Texto proporcionado ->

· · · · ·

Varias son las razones que me hacen regresar al lugar donde nací y crecí. La razón principal es mi madre, y, por extensión, la familia; hermanos, sobrinos, amigos. Tijuana con su mítica, sus zonas neurálgicas y su sentido de pertenencia rayano en la caricatura, han ofrecido inagotable material a todas las disciplinas artísticas. Refiriéndonos, en este caso, a la literatura, un buen puñado de autores ha dejado su concepción de la ciudad (la obra Metro-Pop, de Fran Ilich, me parece lo mejor de lo mejor, seguiré defendiendo ese libro, por excelente, por único).

· · · · ·

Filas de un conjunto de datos

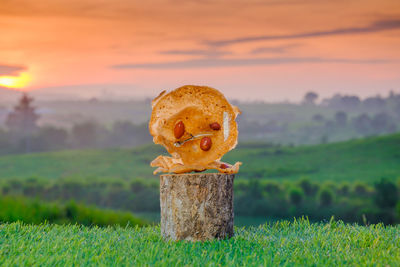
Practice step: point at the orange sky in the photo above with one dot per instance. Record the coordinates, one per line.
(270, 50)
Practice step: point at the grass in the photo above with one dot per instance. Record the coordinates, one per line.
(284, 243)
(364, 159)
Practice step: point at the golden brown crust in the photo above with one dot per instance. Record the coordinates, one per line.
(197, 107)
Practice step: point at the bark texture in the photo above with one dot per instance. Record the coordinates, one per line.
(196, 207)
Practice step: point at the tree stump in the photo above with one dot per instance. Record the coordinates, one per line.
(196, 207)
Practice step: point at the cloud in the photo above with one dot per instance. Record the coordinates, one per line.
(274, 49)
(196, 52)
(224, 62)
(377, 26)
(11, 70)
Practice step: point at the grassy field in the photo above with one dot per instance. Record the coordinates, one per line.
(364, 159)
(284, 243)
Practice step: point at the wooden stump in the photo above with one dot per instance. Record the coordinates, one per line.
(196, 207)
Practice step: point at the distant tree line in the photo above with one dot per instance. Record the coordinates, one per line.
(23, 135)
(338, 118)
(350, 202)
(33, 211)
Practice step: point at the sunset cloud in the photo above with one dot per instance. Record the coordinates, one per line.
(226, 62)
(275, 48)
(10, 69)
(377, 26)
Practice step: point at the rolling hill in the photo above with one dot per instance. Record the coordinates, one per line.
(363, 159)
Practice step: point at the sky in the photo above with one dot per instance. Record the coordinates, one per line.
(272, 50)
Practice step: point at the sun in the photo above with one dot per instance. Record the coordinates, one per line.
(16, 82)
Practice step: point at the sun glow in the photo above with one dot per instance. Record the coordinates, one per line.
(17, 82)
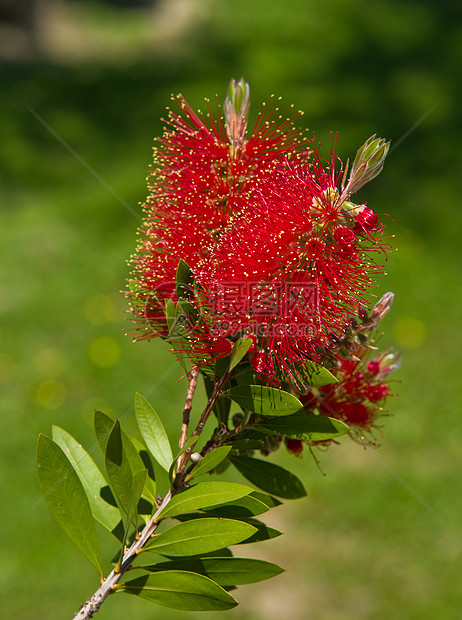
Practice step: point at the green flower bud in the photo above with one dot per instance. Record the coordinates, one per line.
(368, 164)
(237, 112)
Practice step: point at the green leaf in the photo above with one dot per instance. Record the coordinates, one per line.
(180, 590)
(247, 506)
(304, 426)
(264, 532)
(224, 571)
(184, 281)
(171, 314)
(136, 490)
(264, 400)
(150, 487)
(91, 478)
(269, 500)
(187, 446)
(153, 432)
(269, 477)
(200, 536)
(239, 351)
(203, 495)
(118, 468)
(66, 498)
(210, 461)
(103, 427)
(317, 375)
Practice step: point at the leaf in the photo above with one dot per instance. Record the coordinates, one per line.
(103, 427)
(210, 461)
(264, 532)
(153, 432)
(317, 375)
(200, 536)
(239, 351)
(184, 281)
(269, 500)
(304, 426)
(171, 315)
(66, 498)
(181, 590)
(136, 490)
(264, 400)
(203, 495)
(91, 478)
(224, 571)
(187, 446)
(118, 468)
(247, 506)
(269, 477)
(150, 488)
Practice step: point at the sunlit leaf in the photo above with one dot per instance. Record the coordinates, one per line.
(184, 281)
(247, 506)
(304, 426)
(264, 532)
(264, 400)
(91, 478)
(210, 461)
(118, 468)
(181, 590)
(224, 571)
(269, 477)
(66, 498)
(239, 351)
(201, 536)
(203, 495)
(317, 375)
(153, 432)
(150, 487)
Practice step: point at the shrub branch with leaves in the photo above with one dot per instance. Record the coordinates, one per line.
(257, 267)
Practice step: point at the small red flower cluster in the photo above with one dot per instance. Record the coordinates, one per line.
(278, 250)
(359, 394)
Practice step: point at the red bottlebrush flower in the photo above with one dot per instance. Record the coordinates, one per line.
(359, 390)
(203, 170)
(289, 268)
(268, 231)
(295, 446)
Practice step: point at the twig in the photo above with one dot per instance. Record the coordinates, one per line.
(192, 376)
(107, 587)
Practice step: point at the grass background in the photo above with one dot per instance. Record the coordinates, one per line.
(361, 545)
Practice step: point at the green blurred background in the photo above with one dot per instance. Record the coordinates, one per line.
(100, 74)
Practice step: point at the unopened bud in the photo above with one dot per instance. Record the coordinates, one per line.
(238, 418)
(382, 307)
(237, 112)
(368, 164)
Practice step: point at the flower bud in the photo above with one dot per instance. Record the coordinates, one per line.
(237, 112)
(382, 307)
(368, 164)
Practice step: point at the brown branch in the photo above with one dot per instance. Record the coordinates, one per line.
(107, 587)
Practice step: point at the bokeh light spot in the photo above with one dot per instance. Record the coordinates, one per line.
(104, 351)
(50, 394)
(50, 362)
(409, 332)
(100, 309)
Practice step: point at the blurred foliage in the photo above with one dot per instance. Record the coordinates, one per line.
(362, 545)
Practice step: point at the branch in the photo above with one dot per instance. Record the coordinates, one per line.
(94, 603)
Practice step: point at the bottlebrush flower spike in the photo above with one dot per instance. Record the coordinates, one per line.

· · · · ·

Qué se pide -> Por favor, cita del texto todo lo que va desde "Varias son las" hasta "excelente, por único).", sin cambiar nada. Apóyate únicamente en el texto.

Resultado ->
Varias son las razones que me hacen regresar al lugar donde nací y crecí. La razón principal es mi madre, y, por extensión, la familia; hermanos, sobrinos, amigos. Tijuana con su mítica, sus zonas neurálgicas y su sentido de pertenencia rayano en la caricatura, han ofrecido inagotable material a todas las disciplinas artísticas. Refiriéndonos, en este caso, a la literatura, un buen puñado de autores ha dejado su concepción de la ciudad (la obra Metro-Pop, de Fran Ilich, me parece lo mejor de lo mejor, seguiré defendiendo ese libro, por excelente, por único).